Supreme Court Jesters

In the last few weeks of their 2007 session, the Supreme Court seemed to have been on the legal version of a bender. Some of their decisions, and their comments on those decisions, have led me to wonder if they were hiding whiskey bottles under those long cloaks.

Exhibit A comes from none other than the chief justice himself, John Roberts. In a 5-4 ruling, the Supreme Court decided race could not be used as a factor in consideration for school placement. In siding with the majority, Roberts said:

“The way to stop discrimination on the basis of race is to stop discriminating on the basis of race.”

Huh?

So that must mean that if we make illegal one of the few constructive uses of discrimination by race, people will stop the already illegal and rampant practice of destructive discrimination by race? If a white man is less likely to hire a black woman because of her color, disallowing voluntary school integration programs will cause the man suddenly to reconsider?

Justice Roberts, sometimes we must act, through laws or by voluntary programs, to ensure that we provide equal education to all students.

Before the law required desegregation, we had segregated schools – good schools for the white kids and bad schools for the black kids. Around the time that desegregation was enforced, many voluntary programs were instituted to help address racial imbalances. Some of these programs, like the Metco program in Massachusetts, are now decades old and have helped thousands of kids receive a better education, get into better colleges, and hold better jobs. The graduates of these programs often return to their communities as leaders and set positive examples for inner city youth. The suburban schools profit by having the otherwise all-white school population exposed to diversity. Without these programs, we risk returning our children to the damaging racial isolation prevalent before the late 1960’s.

School desegregation wasn’t the only major ruling recently where it seemed the Supreme Court’s reasoning was shaky at best. Another threw out a taxpayer lawsuit questioning funding of the “faith-based initiatives.“ The normally sensible Justice Kennedy, in siding with the majority to disallow the lawsuit, wrote that such suits would lead to:

“intrusive and unremitting judicial management of the way the executive branch performs its duties.”
________________________
• ACTIVITY A:
Decide whether each statement agrees with the Supreme Court column: (i) the school placement ruling was decided 5-4; (ii) Roberts sided with the minority in that ruling; (iii) the Metco program is in Massachusetts. For each, answer yes or no and quote the deciding words.
• ACTIVITY B:
Duplicate the stretch of the Supreme Court column from "In the last" through "those long cloaks.".

• Photo-based referring expression data:
________________________
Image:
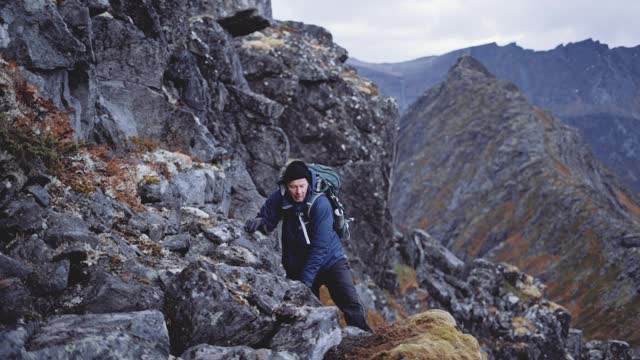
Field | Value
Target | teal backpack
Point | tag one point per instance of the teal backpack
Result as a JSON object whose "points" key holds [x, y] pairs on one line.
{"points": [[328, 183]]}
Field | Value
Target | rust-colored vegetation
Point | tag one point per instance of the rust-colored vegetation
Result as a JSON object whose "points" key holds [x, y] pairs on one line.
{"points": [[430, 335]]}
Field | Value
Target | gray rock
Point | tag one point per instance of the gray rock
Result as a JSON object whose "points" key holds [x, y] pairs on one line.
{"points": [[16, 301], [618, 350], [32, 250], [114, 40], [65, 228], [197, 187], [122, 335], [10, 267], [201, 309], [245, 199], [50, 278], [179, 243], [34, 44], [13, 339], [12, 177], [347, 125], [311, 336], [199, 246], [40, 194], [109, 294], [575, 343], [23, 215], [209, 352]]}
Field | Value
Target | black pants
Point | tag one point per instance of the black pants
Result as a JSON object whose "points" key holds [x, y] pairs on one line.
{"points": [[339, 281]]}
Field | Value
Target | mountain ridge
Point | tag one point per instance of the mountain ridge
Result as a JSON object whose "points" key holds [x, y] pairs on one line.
________________________
• PROBLEM SOLUTION A:
(i) Yes: "In a 5-4 ruling"
(ii) No: "In siding with the majority, Roberts said"
(iii) Yes: "like the Metco program in Massachusetts"

• PROBLEM SOLUTION B:
In the last few weeks of their 2007 session, the Supreme Court seemed to have been on the legal version of a bender. Some of their decisions, and their comments on those decisions, have led me to wonder if they were hiding whiskey bottles under those long cloaks.